**DOCUMENT PASSAGE**

[FOM] uniqueness of FOL

Charlie silver_1 at mindspring.com
Sun Sep 8 11:53:17 EDT 2013


	   Not everyone loves Compactness.   Frankly, its acceptability seems predicated
on all the "nice theorems" it makes available.  However, consider this interpretation:
All infinite information can be reduced to some finite amount of information with no
loss at all.  <-- This interpretation makes compactness seem unacceptable (of course,
many logicians will squawk at this, since it would deprive them of plenty of adorable 
theorems).

On Sep 5, 2013, at 8:09 PM, Noah David Schweber <schweber at berkeley.edu> wrote:

> (Apologies if this is a duplicate; I had some trouble trying to send this the first time.)
> 
> I actually think we might be closer to formulating (and proving!) the unique role of first-order logic than Prof. Friedman indicates.
> 
> Lindstrom proved (1969; http://onlinelibrary.wiley.com/doi/10.1111/j.1755-2567.1969.tb00356.x/abstract;jsessionid=899FEBB4283B1F501009D02212BEC7C4.d01t03) that first-order logic is the maximal "regular logic" satisfying 
> 
> (i) both Downward Lowenheim-Skolem and Compactness;
> 
> (ii) both Downward Lowenheim-Skolem and Recursive Enumerability.

**TASKS TO PERFORM**
a. Copy the first-order logic post word for word, starting at "On Sep 5, 2013, at" and ending at "Prof. Friedman indicates.".
b. List every property of a logic that the first-order logic post names.
c. Pick up the first-order logic post after its last line and keep writing.

**GIVEN ENTRIES**
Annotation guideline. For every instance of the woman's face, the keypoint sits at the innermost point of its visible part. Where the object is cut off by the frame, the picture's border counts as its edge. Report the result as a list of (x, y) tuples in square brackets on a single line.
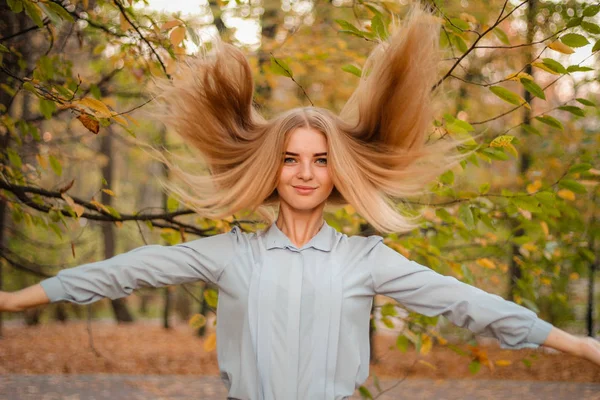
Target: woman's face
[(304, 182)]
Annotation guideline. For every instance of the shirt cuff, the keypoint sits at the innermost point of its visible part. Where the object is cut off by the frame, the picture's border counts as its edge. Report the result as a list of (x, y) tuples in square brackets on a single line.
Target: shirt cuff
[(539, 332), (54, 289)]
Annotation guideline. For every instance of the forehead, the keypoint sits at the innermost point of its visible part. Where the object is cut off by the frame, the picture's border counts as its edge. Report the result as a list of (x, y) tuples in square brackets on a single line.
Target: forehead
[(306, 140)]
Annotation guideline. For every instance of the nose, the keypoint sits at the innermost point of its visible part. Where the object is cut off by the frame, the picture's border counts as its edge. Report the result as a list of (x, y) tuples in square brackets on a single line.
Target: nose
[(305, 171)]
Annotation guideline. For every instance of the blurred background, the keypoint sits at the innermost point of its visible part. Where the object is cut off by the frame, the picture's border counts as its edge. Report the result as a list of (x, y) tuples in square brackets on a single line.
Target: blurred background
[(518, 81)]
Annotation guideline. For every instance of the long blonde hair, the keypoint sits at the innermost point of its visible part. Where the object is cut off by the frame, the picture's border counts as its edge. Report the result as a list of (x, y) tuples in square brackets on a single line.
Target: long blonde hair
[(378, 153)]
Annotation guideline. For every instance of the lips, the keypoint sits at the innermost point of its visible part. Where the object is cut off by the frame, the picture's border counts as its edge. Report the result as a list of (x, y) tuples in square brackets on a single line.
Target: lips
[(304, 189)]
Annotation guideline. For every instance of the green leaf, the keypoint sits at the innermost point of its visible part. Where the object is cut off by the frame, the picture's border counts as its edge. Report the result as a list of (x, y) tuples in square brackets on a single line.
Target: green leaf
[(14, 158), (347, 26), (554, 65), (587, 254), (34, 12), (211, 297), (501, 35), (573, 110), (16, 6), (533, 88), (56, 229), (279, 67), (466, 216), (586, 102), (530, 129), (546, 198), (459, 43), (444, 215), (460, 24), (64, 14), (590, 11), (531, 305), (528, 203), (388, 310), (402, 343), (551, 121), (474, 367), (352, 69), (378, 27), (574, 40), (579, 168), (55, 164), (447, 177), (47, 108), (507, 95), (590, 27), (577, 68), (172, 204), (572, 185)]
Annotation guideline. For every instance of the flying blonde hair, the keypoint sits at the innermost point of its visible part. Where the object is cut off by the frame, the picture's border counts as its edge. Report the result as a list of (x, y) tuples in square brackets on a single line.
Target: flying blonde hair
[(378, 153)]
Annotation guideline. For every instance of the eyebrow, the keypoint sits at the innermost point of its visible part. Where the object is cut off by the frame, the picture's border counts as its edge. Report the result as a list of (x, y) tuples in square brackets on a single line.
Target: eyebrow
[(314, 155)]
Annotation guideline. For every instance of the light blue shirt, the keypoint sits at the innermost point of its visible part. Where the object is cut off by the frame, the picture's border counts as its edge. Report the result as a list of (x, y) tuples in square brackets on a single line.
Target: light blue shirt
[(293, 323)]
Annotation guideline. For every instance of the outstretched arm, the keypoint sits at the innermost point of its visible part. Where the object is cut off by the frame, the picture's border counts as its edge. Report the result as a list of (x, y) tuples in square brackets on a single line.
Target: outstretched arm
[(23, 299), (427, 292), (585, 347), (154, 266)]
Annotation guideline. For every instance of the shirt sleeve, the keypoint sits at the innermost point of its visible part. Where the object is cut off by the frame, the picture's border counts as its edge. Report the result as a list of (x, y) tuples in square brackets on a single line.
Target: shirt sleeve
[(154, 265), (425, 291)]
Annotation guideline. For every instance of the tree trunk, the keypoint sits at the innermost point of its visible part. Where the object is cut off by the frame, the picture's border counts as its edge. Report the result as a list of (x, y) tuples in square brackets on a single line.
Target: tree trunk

==

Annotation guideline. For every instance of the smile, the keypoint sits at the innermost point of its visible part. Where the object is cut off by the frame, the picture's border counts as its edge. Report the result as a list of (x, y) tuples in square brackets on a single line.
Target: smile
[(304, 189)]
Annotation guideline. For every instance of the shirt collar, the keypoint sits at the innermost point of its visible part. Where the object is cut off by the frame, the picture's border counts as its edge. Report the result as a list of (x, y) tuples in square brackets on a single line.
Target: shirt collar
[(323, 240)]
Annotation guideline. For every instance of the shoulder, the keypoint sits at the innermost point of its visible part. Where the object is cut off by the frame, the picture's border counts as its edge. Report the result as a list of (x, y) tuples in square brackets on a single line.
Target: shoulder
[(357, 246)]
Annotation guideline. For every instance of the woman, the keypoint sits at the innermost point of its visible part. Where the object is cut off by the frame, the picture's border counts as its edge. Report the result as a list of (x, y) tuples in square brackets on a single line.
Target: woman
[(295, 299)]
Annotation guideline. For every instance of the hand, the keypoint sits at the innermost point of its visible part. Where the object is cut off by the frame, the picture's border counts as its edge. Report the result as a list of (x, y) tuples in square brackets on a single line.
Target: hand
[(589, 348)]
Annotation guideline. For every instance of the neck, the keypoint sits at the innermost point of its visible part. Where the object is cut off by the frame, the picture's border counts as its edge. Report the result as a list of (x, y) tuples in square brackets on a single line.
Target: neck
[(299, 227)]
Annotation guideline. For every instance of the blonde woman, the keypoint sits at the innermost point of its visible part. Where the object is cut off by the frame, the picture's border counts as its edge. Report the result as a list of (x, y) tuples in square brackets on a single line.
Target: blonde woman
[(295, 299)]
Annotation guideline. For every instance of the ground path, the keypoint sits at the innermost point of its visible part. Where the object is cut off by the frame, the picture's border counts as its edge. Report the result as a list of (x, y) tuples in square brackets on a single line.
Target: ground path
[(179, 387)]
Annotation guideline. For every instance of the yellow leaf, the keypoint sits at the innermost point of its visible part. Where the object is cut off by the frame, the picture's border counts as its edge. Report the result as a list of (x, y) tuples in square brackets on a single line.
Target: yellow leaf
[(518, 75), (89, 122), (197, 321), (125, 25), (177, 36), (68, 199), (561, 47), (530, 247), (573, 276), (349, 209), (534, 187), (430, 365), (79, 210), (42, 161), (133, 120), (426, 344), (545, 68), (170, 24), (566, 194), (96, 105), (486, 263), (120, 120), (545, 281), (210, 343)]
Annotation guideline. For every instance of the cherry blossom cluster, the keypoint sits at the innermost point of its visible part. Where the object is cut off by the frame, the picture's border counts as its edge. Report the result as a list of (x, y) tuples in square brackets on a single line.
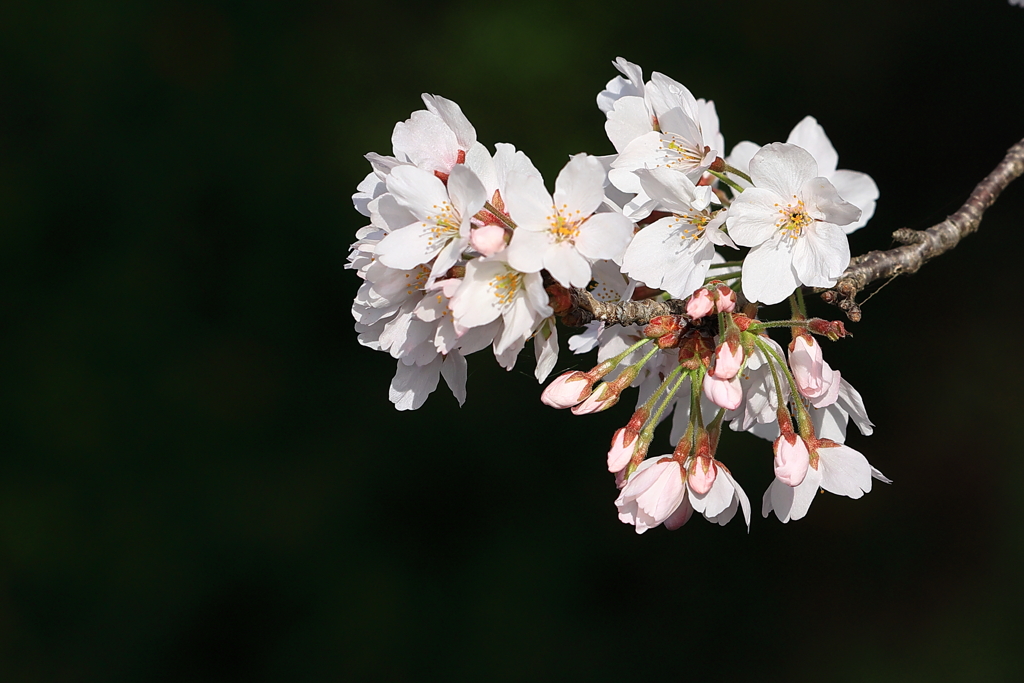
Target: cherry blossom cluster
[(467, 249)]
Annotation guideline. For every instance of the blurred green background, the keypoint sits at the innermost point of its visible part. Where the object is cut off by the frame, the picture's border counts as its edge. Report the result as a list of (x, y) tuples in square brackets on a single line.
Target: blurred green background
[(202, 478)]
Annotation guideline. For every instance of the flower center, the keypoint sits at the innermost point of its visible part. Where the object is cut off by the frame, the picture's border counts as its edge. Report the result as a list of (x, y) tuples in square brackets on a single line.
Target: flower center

**TASK-BY-TASK RESULTS**
a.
On Sep 5, 2013, at 8:09 PM, Noah David Schweber <schweber at berkeley.edu> wrote:

> (Apologies if this is a duplicate; I had some trouble trying to send this the first time.)
> 
> I actually think we might be closer to formulating (and proving!) the unique role of first-order logic than Prof. Friedman indicates.

b. Compactness, Downward Lowenheim-Skolem, Recursive Enumerability

c.
> 
> If we take "usable" to mean "proofs are finite and verifiable," then this is almost the desired result; the only issue is the role that the downward Lowenheim-Skolem property plays.
> 
> Personally, I also take the Lowenheim-Skolem property as a requirement of a usable logic; but I understand that the argument there is slightly weaker.
> 
> (Some papers by Shelah might be helpful for visualizing compact logics stronger than FOL; see, e.g.,http://shelah.logic.at/files/375.ps,www.jstor.org/stable/1997362, or http://link.springer.com/article/10.1007%2FBF02011631)
> 
> On the other hand, Lindstrom's Theorem seems to me a perfect formalization of the following:
> 
> (*) First-order logic is the strongest usable logic for studying countable structures.
> 
> (Maybe one might argue that the statement above should be "a strongest," not "the strongest;" but I tend to feel that logics not containing first-order logic are automatically of less interest from the point of view of logic-for-foundations.)
> 
> Don't get me wrong; I love second-order, infinitary, and other weird logics. But I wouldn't view any of these as "usable" unless they are interpreted in such a way as to be just (many-sorted) FOL.
> 
> 
> On Wed, Sep 4, 2013 at 9:09 PM, <meskew at math.uci.edu> wrote:
> In a message dated August 25, 2013, Harvey Friedman wrote the following:
> 
> "For any of the usual classical foundational purposes, you need to be able
> to get down to finite representations that are completely non problematic....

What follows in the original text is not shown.